Gather all lines in the data that hold the string "outline".

■ ■ ■ ■ ■ ■ ■

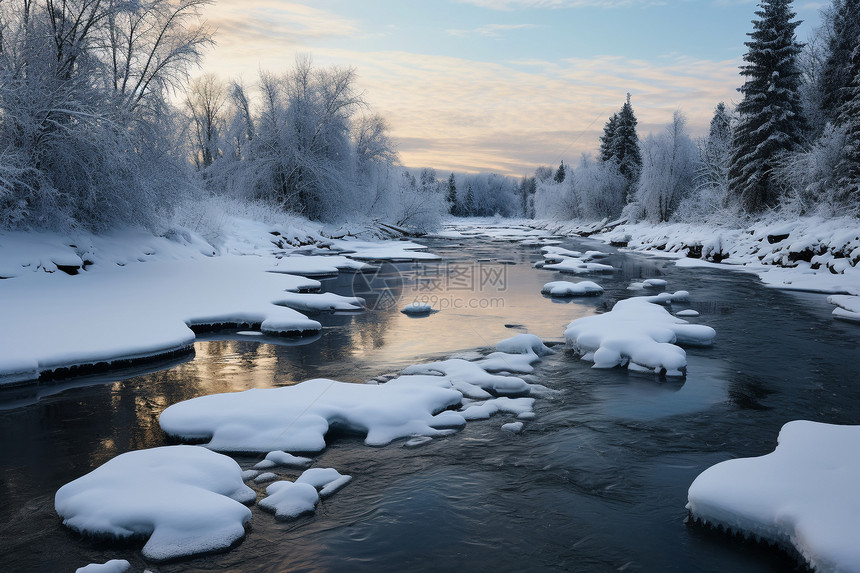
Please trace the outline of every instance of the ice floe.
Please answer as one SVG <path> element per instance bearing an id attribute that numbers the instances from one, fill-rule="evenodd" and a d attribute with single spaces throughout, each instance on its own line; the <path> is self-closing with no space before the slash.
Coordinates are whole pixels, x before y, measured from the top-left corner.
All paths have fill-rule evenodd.
<path id="1" fill-rule="evenodd" d="M 256 495 L 231 458 L 198 446 L 121 454 L 61 487 L 63 524 L 87 535 L 148 538 L 162 561 L 229 548 L 245 535 Z"/>
<path id="2" fill-rule="evenodd" d="M 682 298 L 687 296 L 684 293 Z M 660 293 L 618 301 L 610 312 L 574 320 L 564 337 L 568 346 L 583 360 L 593 362 L 595 368 L 627 365 L 631 370 L 680 376 L 687 365 L 687 354 L 675 343 L 708 345 L 716 333 L 709 326 L 689 324 L 672 316 L 656 304 L 674 300 L 673 297 Z"/>
<path id="3" fill-rule="evenodd" d="M 592 281 L 552 281 L 543 285 L 540 291 L 549 296 L 597 296 L 603 294 L 603 287 Z"/>
<path id="4" fill-rule="evenodd" d="M 318 452 L 325 448 L 332 425 L 365 435 L 368 445 L 414 435 L 445 435 L 465 424 L 462 416 L 446 411 L 459 405 L 462 397 L 455 390 L 431 385 L 315 379 L 200 396 L 169 406 L 159 422 L 169 435 L 208 440 L 206 446 L 218 451 Z"/>
<path id="5" fill-rule="evenodd" d="M 794 547 L 819 572 L 860 571 L 860 426 L 785 424 L 776 449 L 708 468 L 690 486 L 697 519 Z"/>
<path id="6" fill-rule="evenodd" d="M 277 466 L 284 466 L 288 468 L 304 468 L 311 465 L 312 461 L 313 460 L 311 460 L 310 458 L 294 456 L 293 454 L 288 454 L 287 452 L 274 450 L 266 454 L 265 459 L 258 462 L 257 465 L 254 466 L 254 469 L 265 470 Z"/>

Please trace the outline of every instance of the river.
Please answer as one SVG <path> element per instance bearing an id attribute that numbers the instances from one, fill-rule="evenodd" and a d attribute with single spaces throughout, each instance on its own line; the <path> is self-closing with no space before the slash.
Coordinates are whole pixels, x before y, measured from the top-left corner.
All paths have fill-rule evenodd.
<path id="1" fill-rule="evenodd" d="M 610 252 L 619 270 L 579 277 L 605 294 L 563 303 L 540 294 L 569 277 L 533 268 L 536 246 L 421 242 L 444 262 L 324 280 L 324 290 L 366 295 L 371 309 L 314 316 L 318 339 L 221 333 L 197 342 L 193 358 L 0 394 L 2 570 L 74 571 L 112 558 L 153 573 L 804 570 L 788 553 L 688 523 L 684 506 L 700 472 L 772 451 L 785 422 L 860 422 L 860 328 L 835 321 L 825 297 L 567 239 L 567 248 Z M 685 379 L 594 370 L 557 346 L 526 377 L 555 392 L 538 398 L 521 434 L 501 431 L 507 419 L 495 417 L 419 448 L 330 436 L 314 466 L 353 481 L 311 516 L 280 522 L 254 508 L 248 535 L 226 553 L 145 563 L 139 544 L 83 539 L 53 510 L 64 483 L 125 451 L 170 443 L 158 415 L 180 400 L 315 377 L 364 382 L 520 332 L 561 342 L 571 320 L 652 277 L 690 291 L 674 310 L 695 309 L 690 320 L 717 331 L 713 346 L 687 349 Z M 399 312 L 427 297 L 441 312 Z M 248 468 L 260 457 L 236 459 Z"/>

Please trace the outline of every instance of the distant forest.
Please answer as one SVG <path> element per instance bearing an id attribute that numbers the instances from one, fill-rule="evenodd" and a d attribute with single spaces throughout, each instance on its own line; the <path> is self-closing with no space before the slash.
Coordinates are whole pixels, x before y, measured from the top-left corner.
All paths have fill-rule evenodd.
<path id="1" fill-rule="evenodd" d="M 298 56 L 252 85 L 191 80 L 213 42 L 207 4 L 0 3 L 0 229 L 166 233 L 213 201 L 416 231 L 448 214 L 860 216 L 860 0 L 834 0 L 806 43 L 791 0 L 762 0 L 740 103 L 715 102 L 706 137 L 679 111 L 640 139 L 627 94 L 594 156 L 520 179 L 403 167 L 351 68 Z"/>

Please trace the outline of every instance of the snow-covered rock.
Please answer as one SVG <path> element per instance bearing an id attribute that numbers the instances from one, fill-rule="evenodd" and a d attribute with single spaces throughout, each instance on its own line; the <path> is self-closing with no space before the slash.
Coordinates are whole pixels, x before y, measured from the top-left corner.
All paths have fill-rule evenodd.
<path id="1" fill-rule="evenodd" d="M 482 371 L 483 372 L 483 371 Z M 348 384 L 307 380 L 294 386 L 200 396 L 169 406 L 159 422 L 169 435 L 207 439 L 213 450 L 318 452 L 331 424 L 365 434 L 368 445 L 414 435 L 439 436 L 465 424 L 463 395 L 432 385 Z"/>
<path id="2" fill-rule="evenodd" d="M 400 312 L 410 315 L 424 315 L 433 312 L 433 306 L 424 302 L 410 302 Z"/>
<path id="3" fill-rule="evenodd" d="M 705 523 L 793 546 L 819 572 L 860 571 L 860 426 L 785 424 L 776 449 L 708 468 L 687 509 Z"/>
<path id="4" fill-rule="evenodd" d="M 603 287 L 591 281 L 552 281 L 543 285 L 541 294 L 550 296 L 597 296 L 603 294 Z"/>
<path id="5" fill-rule="evenodd" d="M 546 271 L 583 274 L 594 272 L 612 272 L 615 267 L 603 263 L 594 263 L 578 257 L 562 257 L 558 262 L 545 263 L 541 268 Z"/>
<path id="6" fill-rule="evenodd" d="M 668 294 L 668 293 L 661 293 Z M 564 332 L 568 346 L 594 362 L 595 368 L 627 365 L 680 376 L 687 354 L 678 344 L 708 345 L 716 335 L 709 326 L 689 324 L 655 304 L 660 296 L 618 301 L 610 312 L 574 320 Z"/>
<path id="7" fill-rule="evenodd" d="M 121 454 L 55 496 L 63 524 L 95 536 L 148 538 L 156 561 L 227 549 L 245 535 L 254 491 L 233 459 L 198 446 Z"/>

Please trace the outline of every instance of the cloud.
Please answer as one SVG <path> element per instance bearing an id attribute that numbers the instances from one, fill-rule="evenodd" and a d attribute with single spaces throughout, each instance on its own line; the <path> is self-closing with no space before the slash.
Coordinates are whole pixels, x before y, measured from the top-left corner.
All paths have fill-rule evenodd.
<path id="1" fill-rule="evenodd" d="M 536 24 L 487 24 L 479 26 L 471 30 L 446 30 L 450 36 L 468 37 L 468 36 L 485 36 L 489 38 L 500 38 L 504 32 L 511 30 L 531 30 L 540 28 Z"/>
<path id="2" fill-rule="evenodd" d="M 509 175 L 594 152 L 628 91 L 640 136 L 662 130 L 678 109 L 691 132 L 704 135 L 716 104 L 731 104 L 740 83 L 739 60 L 680 54 L 656 63 L 615 56 L 492 63 L 393 51 L 314 56 L 357 68 L 405 165 Z"/>
<path id="3" fill-rule="evenodd" d="M 626 8 L 630 6 L 662 6 L 660 0 L 457 0 L 492 10 L 528 10 L 533 8 Z"/>
<path id="4" fill-rule="evenodd" d="M 354 35 L 358 26 L 331 12 L 293 2 L 219 2 L 206 10 L 216 41 L 252 53 L 301 42 Z"/>

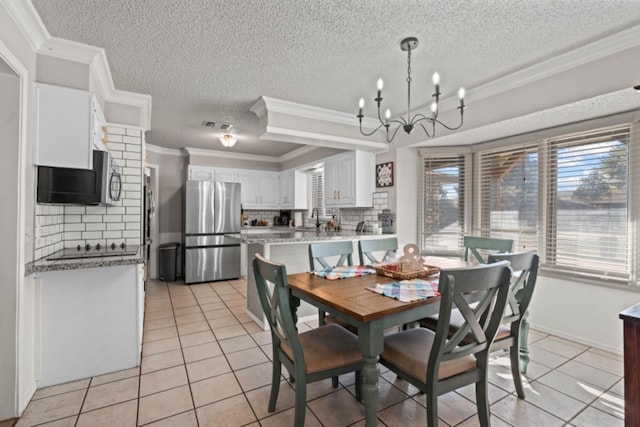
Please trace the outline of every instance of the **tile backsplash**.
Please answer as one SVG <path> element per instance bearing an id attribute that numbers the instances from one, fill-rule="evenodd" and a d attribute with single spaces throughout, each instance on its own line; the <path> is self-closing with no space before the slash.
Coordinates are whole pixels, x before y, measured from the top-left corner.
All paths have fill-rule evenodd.
<path id="1" fill-rule="evenodd" d="M 107 149 L 122 174 L 115 206 L 36 205 L 34 259 L 65 247 L 140 244 L 142 236 L 142 146 L 140 129 L 108 126 Z"/>

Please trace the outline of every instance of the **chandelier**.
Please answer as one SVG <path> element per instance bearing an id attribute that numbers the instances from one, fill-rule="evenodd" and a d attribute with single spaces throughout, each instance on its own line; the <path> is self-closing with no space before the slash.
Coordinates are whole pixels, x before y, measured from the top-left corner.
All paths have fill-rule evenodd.
<path id="1" fill-rule="evenodd" d="M 229 133 L 226 133 L 220 137 L 220 142 L 227 148 L 233 147 L 236 141 L 236 137 Z"/>
<path id="2" fill-rule="evenodd" d="M 393 138 L 395 138 L 396 133 L 400 128 L 402 128 L 407 134 L 410 134 L 411 132 L 413 132 L 413 129 L 419 125 L 424 130 L 424 133 L 427 134 L 427 137 L 431 138 L 436 134 L 436 124 L 439 124 L 449 130 L 460 129 L 460 127 L 462 126 L 464 109 L 465 109 L 464 88 L 460 88 L 460 90 L 458 91 L 458 97 L 460 98 L 460 105 L 457 107 L 457 109 L 460 110 L 460 123 L 455 127 L 450 127 L 442 123 L 440 120 L 438 120 L 438 103 L 440 102 L 441 93 L 440 93 L 440 75 L 437 72 L 433 73 L 433 78 L 432 78 L 433 84 L 435 86 L 435 92 L 432 95 L 434 100 L 431 103 L 431 116 L 427 117 L 421 113 L 417 113 L 411 116 L 411 51 L 414 50 L 416 47 L 418 47 L 417 37 L 407 37 L 406 39 L 402 40 L 402 42 L 400 42 L 400 49 L 407 52 L 407 115 L 406 115 L 406 118 L 399 116 L 397 119 L 392 119 L 391 111 L 387 109 L 384 114 L 385 119 L 384 120 L 382 119 L 382 115 L 380 114 L 380 104 L 382 103 L 382 87 L 384 83 L 382 79 L 378 79 L 378 96 L 374 98 L 374 101 L 376 101 L 376 103 L 378 104 L 378 120 L 380 121 L 380 126 L 375 128 L 371 133 L 366 133 L 365 131 L 362 130 L 362 118 L 364 117 L 364 115 L 362 114 L 362 109 L 364 108 L 364 98 L 360 98 L 360 103 L 359 103 L 360 110 L 358 112 L 357 117 L 358 117 L 358 120 L 360 121 L 361 134 L 365 136 L 371 136 L 384 126 L 387 133 L 386 135 L 387 142 L 390 143 L 391 141 L 393 141 Z M 389 128 L 391 128 L 392 125 L 395 126 L 395 129 L 393 131 L 390 131 Z M 430 128 L 431 132 L 429 132 L 429 129 L 427 128 Z"/>

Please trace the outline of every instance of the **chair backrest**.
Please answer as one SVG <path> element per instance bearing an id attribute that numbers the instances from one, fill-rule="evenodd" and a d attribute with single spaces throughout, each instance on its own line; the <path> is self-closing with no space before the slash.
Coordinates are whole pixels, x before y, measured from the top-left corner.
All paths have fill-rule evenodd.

■ ■ ■ ■ ■ ■ ■

Written solution:
Please trace the outline of every instance of the ice floe.
Please trace the outline of every instance of the river.
Please trace the outline of every instance of the distant forest.
Please trace the outline of every instance of the snow-covered rock.
Please trace the outline of every instance of the cloud.
Please trace the outline of every instance of the **tile backsplash**.
Please trace the outline of every instance of the **chandelier**.
Please trace the outline of every instance of the **chair backrest**.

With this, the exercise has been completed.